# Instrução escrita
No texto sobre os livros a respeito de Trump, de quem são as duas obras que chegaram às livrarias na semana passada?

O que descobri após ler todos os livros 'reveladores' sobre Trump
Raros são os dias sem um novo livro sobre o presidente americano, Donald Trump, e a Casa Branca assinado por um ex-assessor devoto ou desafeto do mandatário.
Trump, um famoso homem de negócios e apresentador de reality show que chegou à Casa Branca ao derrotar o establishment político, sempre foi um assunto popular no mercado literário.
E os livros não param de sair.
Só na semana passada chegaram mais duas obras às estantes nas livrarias dedicada a obras sobre Trump, um do veterano e premiado jornalista Bob Woodward e outro do ex-advogado do presidente Michael Cohen.
Nessas estantes estão desde monumentais trabalhos investigativos de repórteres a memórias "reveladores" de familiares — mas também uma série de livros pró-Trump de autores conservadores.

# Trecho dos dados
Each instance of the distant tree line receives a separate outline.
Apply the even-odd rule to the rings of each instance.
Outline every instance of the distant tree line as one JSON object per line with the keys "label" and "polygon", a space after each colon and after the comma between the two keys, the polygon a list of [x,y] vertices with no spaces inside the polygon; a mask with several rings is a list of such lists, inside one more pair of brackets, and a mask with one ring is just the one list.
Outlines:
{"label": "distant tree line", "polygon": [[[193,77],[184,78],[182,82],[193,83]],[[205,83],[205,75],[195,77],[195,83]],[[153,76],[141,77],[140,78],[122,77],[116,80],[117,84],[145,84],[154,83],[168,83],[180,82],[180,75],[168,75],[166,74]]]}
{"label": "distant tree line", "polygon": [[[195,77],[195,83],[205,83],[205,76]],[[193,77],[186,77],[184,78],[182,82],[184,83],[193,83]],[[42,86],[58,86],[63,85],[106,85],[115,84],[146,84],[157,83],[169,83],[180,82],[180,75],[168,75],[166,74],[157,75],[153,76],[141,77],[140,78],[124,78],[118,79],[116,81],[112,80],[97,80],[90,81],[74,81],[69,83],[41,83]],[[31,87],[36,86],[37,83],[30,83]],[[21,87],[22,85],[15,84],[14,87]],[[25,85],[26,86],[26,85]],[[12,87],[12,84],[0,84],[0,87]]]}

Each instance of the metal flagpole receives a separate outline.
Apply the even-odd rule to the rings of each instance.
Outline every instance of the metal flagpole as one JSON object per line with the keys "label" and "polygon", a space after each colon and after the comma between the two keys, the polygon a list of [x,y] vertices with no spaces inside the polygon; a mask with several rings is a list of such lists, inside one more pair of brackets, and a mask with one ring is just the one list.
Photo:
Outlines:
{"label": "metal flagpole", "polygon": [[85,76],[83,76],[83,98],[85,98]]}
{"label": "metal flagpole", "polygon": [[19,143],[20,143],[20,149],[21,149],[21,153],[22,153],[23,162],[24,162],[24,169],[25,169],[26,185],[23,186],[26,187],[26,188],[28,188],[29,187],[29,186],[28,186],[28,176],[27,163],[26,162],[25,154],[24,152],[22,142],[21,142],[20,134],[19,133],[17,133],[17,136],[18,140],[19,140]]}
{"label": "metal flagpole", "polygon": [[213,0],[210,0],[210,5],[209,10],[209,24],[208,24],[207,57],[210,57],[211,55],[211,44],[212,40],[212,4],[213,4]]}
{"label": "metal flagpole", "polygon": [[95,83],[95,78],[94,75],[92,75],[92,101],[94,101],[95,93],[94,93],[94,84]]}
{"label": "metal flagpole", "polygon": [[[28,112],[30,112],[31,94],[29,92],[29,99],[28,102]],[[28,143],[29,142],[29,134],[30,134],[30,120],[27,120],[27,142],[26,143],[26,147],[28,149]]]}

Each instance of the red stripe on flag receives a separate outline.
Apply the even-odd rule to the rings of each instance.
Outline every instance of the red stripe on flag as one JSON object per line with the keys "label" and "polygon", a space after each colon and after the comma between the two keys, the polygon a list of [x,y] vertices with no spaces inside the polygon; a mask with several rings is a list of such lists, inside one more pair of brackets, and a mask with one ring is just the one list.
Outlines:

# Resposta à tarefa
Do jornalista Bob Woodward e de Michael Cohen, ex-advogado do presidente.